## Problem statement
Rewrite the lines below as a two-column Markdown table headed Row and Line, numbering each row in order. Omit blank lines and all pictures.

* Begin Extracted material *

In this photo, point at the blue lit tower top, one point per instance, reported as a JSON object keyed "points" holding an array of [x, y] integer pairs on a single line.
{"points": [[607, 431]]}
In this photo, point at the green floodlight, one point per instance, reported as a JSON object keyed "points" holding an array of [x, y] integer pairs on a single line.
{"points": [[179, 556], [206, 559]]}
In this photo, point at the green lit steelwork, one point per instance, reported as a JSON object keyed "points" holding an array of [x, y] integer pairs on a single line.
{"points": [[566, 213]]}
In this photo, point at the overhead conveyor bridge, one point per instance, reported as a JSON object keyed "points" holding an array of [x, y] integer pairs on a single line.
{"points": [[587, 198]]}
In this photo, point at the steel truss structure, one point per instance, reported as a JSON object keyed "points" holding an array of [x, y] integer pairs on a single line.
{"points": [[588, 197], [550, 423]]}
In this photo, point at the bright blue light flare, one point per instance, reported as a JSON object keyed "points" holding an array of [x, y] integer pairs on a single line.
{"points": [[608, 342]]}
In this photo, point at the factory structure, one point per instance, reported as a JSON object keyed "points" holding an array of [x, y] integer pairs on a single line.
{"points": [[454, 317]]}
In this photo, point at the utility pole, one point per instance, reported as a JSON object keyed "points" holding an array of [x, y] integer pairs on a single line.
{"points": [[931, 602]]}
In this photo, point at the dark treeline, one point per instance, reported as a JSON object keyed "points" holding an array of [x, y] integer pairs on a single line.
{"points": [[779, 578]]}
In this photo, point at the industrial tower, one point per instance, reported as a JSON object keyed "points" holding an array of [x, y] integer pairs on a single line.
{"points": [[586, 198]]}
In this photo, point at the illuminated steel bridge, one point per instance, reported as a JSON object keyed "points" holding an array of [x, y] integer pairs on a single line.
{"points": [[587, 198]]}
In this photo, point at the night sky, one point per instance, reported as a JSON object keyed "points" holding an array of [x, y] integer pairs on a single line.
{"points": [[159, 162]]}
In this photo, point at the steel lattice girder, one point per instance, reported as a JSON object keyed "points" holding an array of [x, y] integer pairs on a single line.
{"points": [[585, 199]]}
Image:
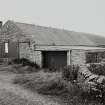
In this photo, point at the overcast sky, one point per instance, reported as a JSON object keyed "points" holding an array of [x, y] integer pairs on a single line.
{"points": [[78, 15]]}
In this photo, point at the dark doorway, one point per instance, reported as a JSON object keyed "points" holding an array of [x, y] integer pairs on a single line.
{"points": [[54, 59]]}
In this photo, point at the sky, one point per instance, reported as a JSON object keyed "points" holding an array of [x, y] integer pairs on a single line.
{"points": [[76, 15]]}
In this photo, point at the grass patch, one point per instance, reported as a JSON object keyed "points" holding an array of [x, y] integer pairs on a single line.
{"points": [[52, 85]]}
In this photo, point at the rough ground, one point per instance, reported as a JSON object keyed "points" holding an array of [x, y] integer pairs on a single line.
{"points": [[11, 94]]}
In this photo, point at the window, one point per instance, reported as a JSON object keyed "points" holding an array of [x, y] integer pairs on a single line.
{"points": [[94, 57], [6, 47]]}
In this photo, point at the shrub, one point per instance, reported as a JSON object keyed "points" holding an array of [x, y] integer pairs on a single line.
{"points": [[98, 69], [25, 62], [70, 72]]}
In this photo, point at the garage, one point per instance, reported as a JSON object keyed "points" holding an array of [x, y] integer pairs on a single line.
{"points": [[54, 58]]}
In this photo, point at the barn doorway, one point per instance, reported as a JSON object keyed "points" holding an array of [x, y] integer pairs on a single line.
{"points": [[54, 59]]}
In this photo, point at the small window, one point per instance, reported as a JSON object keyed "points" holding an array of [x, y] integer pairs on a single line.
{"points": [[6, 47]]}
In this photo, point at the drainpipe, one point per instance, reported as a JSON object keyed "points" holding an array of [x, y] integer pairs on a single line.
{"points": [[18, 49], [70, 57]]}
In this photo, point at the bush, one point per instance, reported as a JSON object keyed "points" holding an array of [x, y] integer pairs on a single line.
{"points": [[98, 69], [70, 72], [25, 62]]}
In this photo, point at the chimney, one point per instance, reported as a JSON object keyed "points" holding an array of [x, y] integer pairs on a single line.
{"points": [[1, 24]]}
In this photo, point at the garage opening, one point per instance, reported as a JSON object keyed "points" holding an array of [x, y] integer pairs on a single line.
{"points": [[54, 59]]}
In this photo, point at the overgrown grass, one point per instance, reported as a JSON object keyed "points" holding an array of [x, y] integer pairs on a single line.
{"points": [[98, 69], [53, 85]]}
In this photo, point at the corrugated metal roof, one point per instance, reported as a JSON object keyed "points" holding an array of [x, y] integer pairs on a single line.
{"points": [[52, 36]]}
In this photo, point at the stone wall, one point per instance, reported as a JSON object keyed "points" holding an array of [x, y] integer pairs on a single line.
{"points": [[78, 57]]}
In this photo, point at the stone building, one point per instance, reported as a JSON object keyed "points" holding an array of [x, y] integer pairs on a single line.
{"points": [[49, 46]]}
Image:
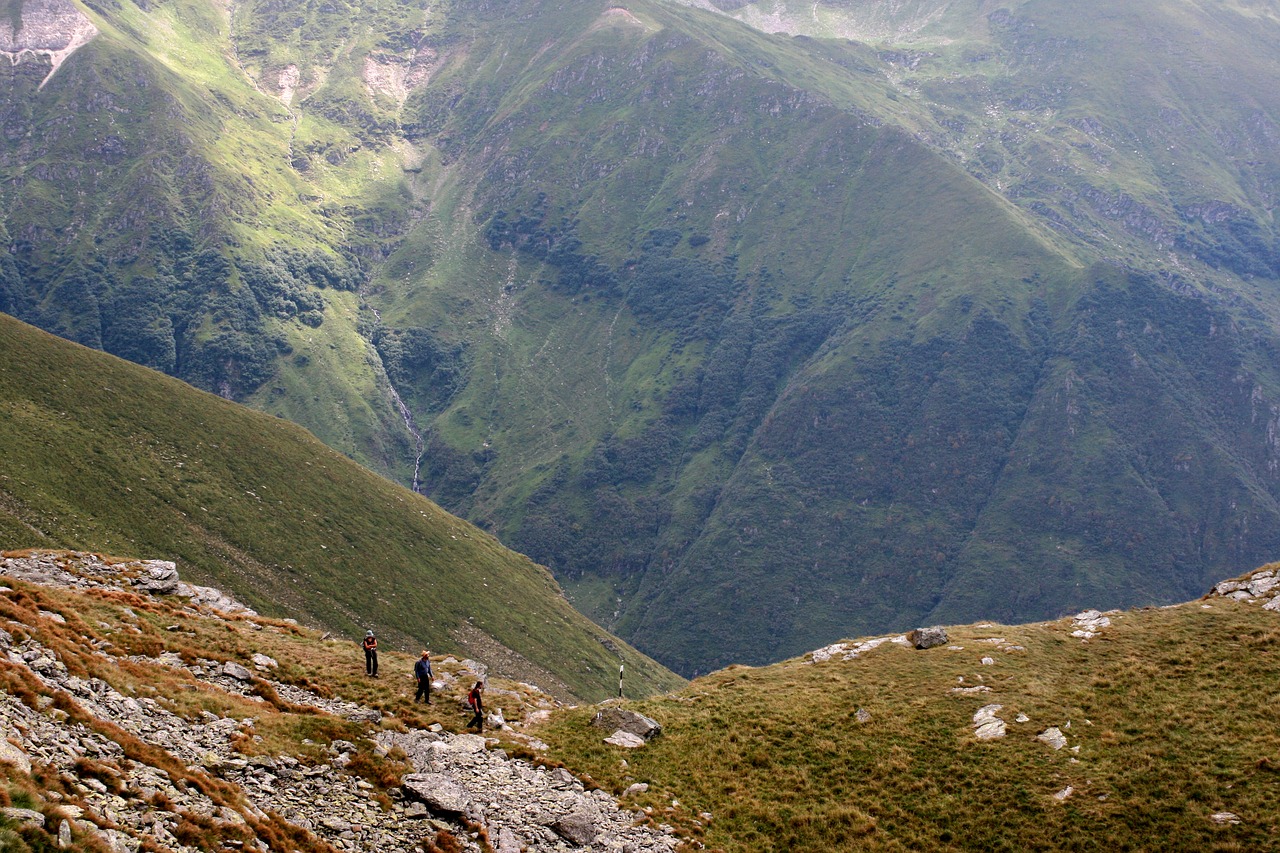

* End Extracted material *

## Finished exercise
| Row | Line |
|---|---|
| 1 | In this photo, point at the blue lit tower top, one point per instance, reported as a JSON object keyed "points" holding an array of [x, y] integer pairs on a single line. |
| 2 | {"points": [[607, 431]]} |
| 3 | In this photo, point at the green floodlight, one point per instance, reported as a JSON object keyed "points" holding an array of [x, y] integer pairs on a single line. |
| 4 | {"points": [[179, 556], [206, 559]]} |
| 5 | In this photo, point at the green lit steelwork, one point per instance, reported as a JSON object keyed "points" holding an array of [x, y] integer pairs on a single line. |
| 6 | {"points": [[566, 213]]} |
| 7 | In this photo, point at the overhead conveyor bridge, one point per instance, reported as a JSON object keyed "points" holding an array of [x, y] integer pairs on a single line. |
| 8 | {"points": [[587, 198]]} |
| 9 | In this photo, point at the steel truss structure, one point per instance, reported as a JSON object keyed "points" holding an array of [x, y] integer pairs on a single line. |
| 10 | {"points": [[588, 197], [550, 423]]} |
| 11 | In this photo, point at the bright blue light flare, one point per instance, reported as a JSON object keyed "points" holding an array of [x, y] integer pairs on a single line. |
| 12 | {"points": [[608, 342]]} |
| 13 | In this photo, point at the factory structure, one point per instance, reported as a JSON object keyed "points" holding an array of [x, y] integer pairs on a single line. |
| 14 | {"points": [[454, 317]]} |
| 15 | In this photo, point at the utility pole, one point per instance, reported as a JSON object keyed "points" holding an array of [x, y] integer pairs on a single line. |
| 16 | {"points": [[931, 602]]} |
| 17 | In this photo, point at the dark treeline, one point per instance, reported as a JSON object keyed "points" holding an array of [x, y] integer pairs on a single line. |
| 18 | {"points": [[779, 578]]} |
| 19 | In this photo, point at the industrial tower, one point per instance, reported as a JSON object keyed "points" holding an array of [x, y] integer pairs on a single line. |
| 20 | {"points": [[586, 198]]} |
| 21 | In this photo, point at the illuminated steel bridge, one point per instance, reported as a JSON object keyed "points" holding an array of [x, y] integer pairs on a single line. |
| 22 | {"points": [[587, 198]]} |
| 23 | In this photo, point at the night sky, one point per instance, reported as a JSON object keyed "points" holding an array of [x, y] integer pairs on a single line. |
| 24 | {"points": [[159, 162]]} |
| 25 | In this photo, point at the steel lattice girder, one point per instance, reported as a JSON object keyed "points" holding an array of [x, y] integer pairs on a single line. |
| 26 | {"points": [[585, 199]]} |
| 27 | Image: |
| 28 | In this photo, point at the overcast sky, one point per instance, reported as a JSON object keyed "points" holding an array of [x, y] integer pairs on a single line. |
| 29 | {"points": [[78, 15]]} |
| 30 | In this photo, point at the dark doorway, one point per instance, reported as a JSON object keyed "points" holding an array of [x, y] integer pairs on a single line. |
| 31 | {"points": [[54, 59]]} |
| 32 | In this photo, point at the sky, one point per instance, reported as a JSON object keyed "points" holding an array of [x, y] integer pairs on a single line. |
| 33 | {"points": [[76, 15]]} |
| 34 | In this photo, point at the grass patch, one point per instance, reported as a JSON object keyed "points" holding an array of [x, y] integer pairs on a single line. |
| 35 | {"points": [[52, 85]]} |
| 36 | In this photo, point at the rough ground, one point per instance, reported as a JSON object keyed "points" holding an array of [x, y] integer pairs on a single line. |
| 37 | {"points": [[11, 94]]} |
| 38 | In this photo, point at the window, one point per instance, reported as a JSON object keyed "points" holding an array of [x, y] integer pairs on a single line. |
| 39 | {"points": [[94, 57], [6, 47]]} |
| 40 | In this photo, point at the shrub, one point per instance, reported as a JSON object keyed "points" holding an array of [x, y] integer pairs on a single line. |
| 41 | {"points": [[98, 69], [25, 62], [70, 72]]} |
| 42 | In this photo, point at the garage, one point per instance, reported as a JSON object keyed "points" holding an array of [x, y] integer pairs on a single line. |
| 43 | {"points": [[54, 58]]} |
| 44 | In this photo, point at the barn doorway, one point per instance, reported as a JSON object keyed "points" holding an array of [x, y] integer pairs on a single line. |
| 45 | {"points": [[54, 59]]} |
| 46 | In this photo, point at the small window, one point per instance, reported as a JSON object keyed "points" holding an array of [x, y] integer pairs on a single line. |
| 47 | {"points": [[6, 47]]} |
| 48 | In this photo, point at the drainpipe, one point per instance, reported as a JSON object keyed "points" holding an array of [x, y] integer pairs on a single line. |
| 49 | {"points": [[18, 49], [70, 57]]} |
| 50 | In this photo, point at the bush, one point per instance, reported as a JSON object keyed "points" holding an array of [x, y] integer pairs on a single line. |
| 51 | {"points": [[98, 69], [70, 72], [25, 62]]} |
| 52 | In this photo, point at the chimney, one point per instance, reported as a JSON object keyed "points" holding an array of [x, y] integer pairs on a single line. |
| 53 | {"points": [[1, 24]]} |
| 54 | In this photo, point at the garage opening, one point per instance, reported as a JSON object keyed "points" holding an array of [x, y] integer pairs on a single line. |
| 55 | {"points": [[54, 59]]} |
| 56 | In this photo, point at the overgrown grass, one point per instance, reported as a JSON object keyed "points" holding an array of [x, y] integer pairs on a single line. |
| 57 | {"points": [[98, 69], [53, 85]]} |
| 58 | In this photo, point at the corrugated metal roof, one point per instance, reported as a JSON object keyed "points" holding an array of [x, y] integer pairs on a single line. |
| 59 | {"points": [[52, 36]]} |
| 60 | In this photo, point at the stone wall, one point per instance, reported as a JSON object keyed "points" holding an array of [x, y] integer pairs on a single line. |
| 61 | {"points": [[78, 57]]} |
| 62 | In this photo, point at the stone building, one point per instance, reported as a JSON object keyed "points" holding an array of [x, y] integer pairs on a single line. |
| 63 | {"points": [[49, 46]]} |
| 64 | Image: |